Written task: Retype each entry below exactly as it stands.

Exercise data:
━━━━━━━━

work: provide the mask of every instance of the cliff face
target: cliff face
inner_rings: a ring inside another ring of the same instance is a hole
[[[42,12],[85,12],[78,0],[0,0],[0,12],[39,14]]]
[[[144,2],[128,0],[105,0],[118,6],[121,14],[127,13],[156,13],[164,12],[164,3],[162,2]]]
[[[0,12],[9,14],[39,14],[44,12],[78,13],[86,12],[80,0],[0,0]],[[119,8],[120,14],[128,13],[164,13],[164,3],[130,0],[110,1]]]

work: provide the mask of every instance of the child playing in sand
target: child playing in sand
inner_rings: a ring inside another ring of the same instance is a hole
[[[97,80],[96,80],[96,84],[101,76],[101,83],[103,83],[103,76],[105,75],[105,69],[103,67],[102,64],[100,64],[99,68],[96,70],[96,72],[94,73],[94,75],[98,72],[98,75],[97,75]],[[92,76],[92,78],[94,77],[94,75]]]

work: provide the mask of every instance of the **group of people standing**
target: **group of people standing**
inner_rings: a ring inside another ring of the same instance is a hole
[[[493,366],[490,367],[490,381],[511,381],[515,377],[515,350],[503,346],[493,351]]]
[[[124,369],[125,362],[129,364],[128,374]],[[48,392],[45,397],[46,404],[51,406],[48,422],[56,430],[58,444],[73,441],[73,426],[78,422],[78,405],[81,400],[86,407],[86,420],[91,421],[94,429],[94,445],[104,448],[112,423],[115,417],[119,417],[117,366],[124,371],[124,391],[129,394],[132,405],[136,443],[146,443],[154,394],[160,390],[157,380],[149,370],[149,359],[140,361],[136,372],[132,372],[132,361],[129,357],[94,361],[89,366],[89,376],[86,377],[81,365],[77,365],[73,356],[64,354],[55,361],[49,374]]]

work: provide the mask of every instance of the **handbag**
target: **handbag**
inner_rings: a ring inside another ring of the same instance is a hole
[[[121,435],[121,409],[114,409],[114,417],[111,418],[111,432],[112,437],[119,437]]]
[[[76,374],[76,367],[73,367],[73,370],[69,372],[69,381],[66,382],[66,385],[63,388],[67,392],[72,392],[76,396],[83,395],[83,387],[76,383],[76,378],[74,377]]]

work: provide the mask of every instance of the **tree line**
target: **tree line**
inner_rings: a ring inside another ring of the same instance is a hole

━━━━━━━━

Written solution:
work: provide the mask of every instance of the cliff face
target: cliff face
inner_rings: a ring inside another ring of the same instance is a hole
[[[42,12],[85,12],[78,0],[0,0],[0,12],[39,14]]]
[[[144,2],[128,0],[105,0],[118,6],[121,14],[127,13],[156,13],[164,12],[164,3],[162,2]]]
[[[0,12],[9,14],[39,14],[44,12],[78,13],[86,12],[80,0],[0,0]],[[119,8],[120,14],[128,13],[164,13],[164,3],[130,0],[110,1]]]

work: provide the mask of every instance of the child playing in sand
target: child playing in sand
inner_rings: a ring inside another ring of the same instance is a hole
[[[97,80],[96,80],[96,84],[101,76],[101,83],[103,83],[103,76],[105,75],[105,69],[103,67],[102,64],[100,64],[99,68],[96,70],[96,72],[94,73],[94,75],[98,72],[98,75],[97,75]],[[92,76],[92,78],[94,77],[94,75]]]

work: provide the mask of every instance of the **group of people standing**
target: **group of people standing**
inner_rings: a ring inside another ring of the same instance is a hole
[[[493,366],[490,367],[490,381],[511,381],[515,377],[515,350],[503,346],[493,351]]]
[[[124,369],[125,362],[129,364],[128,374]],[[48,392],[45,397],[46,404],[51,406],[48,422],[56,430],[58,444],[73,441],[73,426],[78,422],[78,405],[81,400],[86,407],[86,420],[91,421],[94,429],[94,445],[104,448],[112,423],[115,417],[119,417],[117,366],[124,371],[124,391],[129,394],[132,405],[136,443],[146,443],[154,394],[160,390],[157,380],[149,370],[149,359],[140,361],[136,372],[132,372],[132,361],[129,357],[94,361],[89,366],[89,376],[86,377],[81,365],[77,365],[73,356],[64,354],[55,361],[49,374]]]

work: provide the mask of every instance of the **handbag**
target: **handbag**
inner_rings: a ring inside another ring of the same instance is a hole
[[[121,435],[121,409],[114,409],[114,417],[111,418],[111,432],[112,437],[119,437]]]
[[[76,374],[76,367],[73,367],[73,370],[69,372],[69,381],[66,382],[66,385],[63,388],[67,392],[72,392],[76,396],[83,395],[83,387],[76,383],[76,378],[74,377]]]

work: provide the mask of every instance of the **tree line**
target: **tree line**
inner_rings: a ring inside another ring of the same instance is a hole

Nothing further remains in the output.